*WORK TASK 1*.
Condense the paragraph of the article on Mozambique that begins "According to the U.N.’s International Organization for Migration" into two short sentences, keeping its main facts.
*WORK TASK 2*.
Quote everything in the article on Mozambique from "According to the" down to "of the population.", word for word.
*WORK TASK 3*.
Extend the article on Mozambique, picking up after its final sentence.

YAOUNDÉ, Cameroon – Amid spiraling violence and what he describes as a “population exodus” due to a jihadist campaign mostly targeting Christians, the Catholic bishop of northern Mozambique is warning that the deadly conflict and humanitarian crisis risks being ignored amid global focus on other hotspots such as Ukraine and Gaza.

“The biggest risk is that [the victims] will be forgotten due to other wars in the world”, said Bishop António Juliasse Ferreira Sandramo of Pemba in the northern Cabo Delgado province of Mozambique.

“We definitely cannot do anything,” Juliasse said in a recent message to the pontifical charity Aid to the Church in Need, saying that in his own diocese whole villages have been destroyed, causing thousands of people to flee.

Juliasse said that missionaries are joining the fleeing population in an effort to minister to their needs in exile.

According to the U.N.’s International Organization for Migration, a new outbreak of a jihadist insurgency in Cabo Delgado has uprooted at least 14,000 people in recent weeks, many of them children fleeing the violence by bus, canoe and on foot. Much of the violence has been directed against Christian targets, in a country where Christianity represents around 60 percent of the population.

Juliasse confirmed that the situation is growing worse.

“The violence perpetrated in this district in the last two weeks was such that around a dozen villages, some very populous, were targeted, with the destruction of homes and institutions,” he said. “In these villages, all Christian chapels were destroyed.”

“The highest point so far was the attack on Mazeze, the administrative post of the Chiúre district, with the destruction of so many government-run public and social infrastructures, as well as our mission, which provided a lot of social support to the people of the region,” Juliasse said.

The bishop spoke of “a drama of flight” and “an authentic population exodus,” as armed groups continue to pummel various communities.

“The populations of villages already reduced to ashes are fleeing, as are the populations of villages that now find themselves at risk of being attacked. Many follow a path that is only certain of the starting point,” Juliasse said.

“[They] go in search of a safe place. I don’t know where they will find it… maybe, [just] the least insecure one,” he said.

The 55-year-old bishop noted that many people flee carrying just “a bundle on their head or on the only family bicycle. It’s all they have left now. It will certainly not be long before hunger, thirst and disease arrive.”

He said they are fleeing for their lives, afraid to suffer “the same fate as those who were beheaded and shot.”

The cleric described the story of a young mother, who is the niece of an employee of the diocesan curia who ran away, taking her newborn baby with her.

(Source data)

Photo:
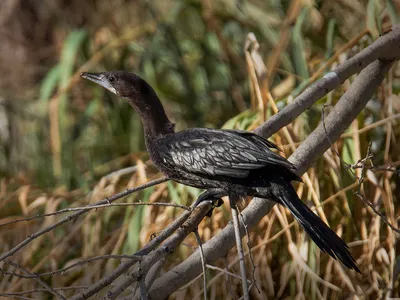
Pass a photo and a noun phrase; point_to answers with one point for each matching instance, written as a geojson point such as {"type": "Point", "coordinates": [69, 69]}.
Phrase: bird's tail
{"type": "Point", "coordinates": [325, 238]}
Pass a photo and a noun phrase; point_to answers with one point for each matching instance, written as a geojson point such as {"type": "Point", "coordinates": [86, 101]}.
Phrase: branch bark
{"type": "Point", "coordinates": [351, 103]}
{"type": "Point", "coordinates": [386, 47]}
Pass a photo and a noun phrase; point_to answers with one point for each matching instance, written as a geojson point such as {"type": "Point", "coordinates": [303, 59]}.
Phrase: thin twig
{"type": "Point", "coordinates": [78, 213]}
{"type": "Point", "coordinates": [169, 246]}
{"type": "Point", "coordinates": [236, 225]}
{"type": "Point", "coordinates": [66, 288]}
{"type": "Point", "coordinates": [142, 287]}
{"type": "Point", "coordinates": [88, 207]}
{"type": "Point", "coordinates": [122, 268]}
{"type": "Point", "coordinates": [80, 262]}
{"type": "Point", "coordinates": [38, 280]}
{"type": "Point", "coordinates": [249, 246]}
{"type": "Point", "coordinates": [361, 164]}
{"type": "Point", "coordinates": [203, 262]}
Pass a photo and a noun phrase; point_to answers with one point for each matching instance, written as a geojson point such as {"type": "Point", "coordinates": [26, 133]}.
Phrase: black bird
{"type": "Point", "coordinates": [225, 162]}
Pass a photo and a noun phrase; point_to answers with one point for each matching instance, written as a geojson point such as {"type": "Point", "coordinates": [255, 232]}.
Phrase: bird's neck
{"type": "Point", "coordinates": [152, 114]}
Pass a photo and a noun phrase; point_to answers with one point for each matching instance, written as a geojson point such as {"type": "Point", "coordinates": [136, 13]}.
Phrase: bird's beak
{"type": "Point", "coordinates": [100, 79]}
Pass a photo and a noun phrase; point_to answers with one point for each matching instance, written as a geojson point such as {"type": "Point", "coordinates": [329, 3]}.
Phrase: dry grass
{"type": "Point", "coordinates": [288, 264]}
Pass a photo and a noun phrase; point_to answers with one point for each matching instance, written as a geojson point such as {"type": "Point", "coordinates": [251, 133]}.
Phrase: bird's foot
{"type": "Point", "coordinates": [213, 195]}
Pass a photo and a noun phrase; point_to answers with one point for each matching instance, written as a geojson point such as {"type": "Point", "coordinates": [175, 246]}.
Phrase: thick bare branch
{"type": "Point", "coordinates": [346, 110]}
{"type": "Point", "coordinates": [386, 47]}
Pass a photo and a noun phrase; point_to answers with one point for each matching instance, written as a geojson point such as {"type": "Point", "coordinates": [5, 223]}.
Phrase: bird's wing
{"type": "Point", "coordinates": [219, 152]}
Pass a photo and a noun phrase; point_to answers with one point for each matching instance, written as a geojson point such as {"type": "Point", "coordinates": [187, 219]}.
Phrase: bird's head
{"type": "Point", "coordinates": [121, 83]}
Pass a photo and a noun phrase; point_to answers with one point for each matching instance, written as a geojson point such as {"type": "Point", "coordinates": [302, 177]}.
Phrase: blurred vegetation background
{"type": "Point", "coordinates": [60, 137]}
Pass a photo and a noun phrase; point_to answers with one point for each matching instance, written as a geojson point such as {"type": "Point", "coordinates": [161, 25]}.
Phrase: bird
{"type": "Point", "coordinates": [231, 163]}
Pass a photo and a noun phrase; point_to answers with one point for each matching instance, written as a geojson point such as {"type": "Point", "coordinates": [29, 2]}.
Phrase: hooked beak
{"type": "Point", "coordinates": [100, 79]}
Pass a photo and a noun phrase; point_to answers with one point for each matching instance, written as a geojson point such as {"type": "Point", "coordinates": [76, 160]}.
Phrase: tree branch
{"type": "Point", "coordinates": [386, 47]}
{"type": "Point", "coordinates": [351, 103]}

*RESPONSE BOX 1*.
The U.N.’s International Organization for Migration reports that a new jihadist outbreak in Cabo Delgado has displaced at least 14,000 people in recent weeks, many of them children escaping by bus, canoe and on foot. Much of the violence has targeted Christians, who make up about 60 percent of Mozambique’s population.

*RESPONSE BOX 2*.
According to the U.N.’s International Organization for Migration, a new outbreak of a jihadist insurgency in Cabo Delgado has uprooted at least 14,000 people in recent weeks, many of them children fleeing the violence by bus, canoe and on foot. Much of the violence has been directed against Christian targets, in a country where Christianity represents around 60 percent of the population.

*RESPONSE BOX 3*.
“Between the heat and the dust, she drank the water she found, developed diarrhea and vomiting and succumbed [to the disease]. The little baby was left without a mother, without guilt and without peace,” he said.

The fresh wave of attacks comes after Mozambican authorities, with assistance from Rwandan troops and a military contingent from the Southern African Development Community, initially appeared to have brought the situation under control. The Mozambican military in mid-December claimed that 90 percent of Cabo Delgado had been secured, but independent analysts warned that the jihadists had merely made a tactical retreat and would strike back.

President Philippe Nyusi of Mozambique has expressed concern over the new wave of attacks.

“There are a significant number of people who move from one area to another and complain about support,” Nyusi said after a meeting with the country’s military commanders.

“Terrorists try to recruit in this province, which is why we see these movements,” he said.

According to the UNHCR, at least two million people had been forced to flee from their homes since fighting broke out in the region in 2017. At least 5,000 people have been killed.

The European Commission estimates that some 3.5 million people are now faced with the prospect of acute food insecurity in northern Mozambique.

Pope Francis on Feb. 18 weighed in on the situation, offering words of comfort to a desperate, suffering and fleeing people.

“The violence against defenseless populations, the destruction of infrastructure, and insecurity are again rampant in the province of Cabo Delgado, Mozambique, where the Catholic mission of Our Lady of Africa in Mazezeze was also set on fire in recent days,” Francis said during his Angelus prayer.

“Let us pray for peace to return to that tormented region”, he said. “Let us not forget: War is always a defeat. Always,” he said.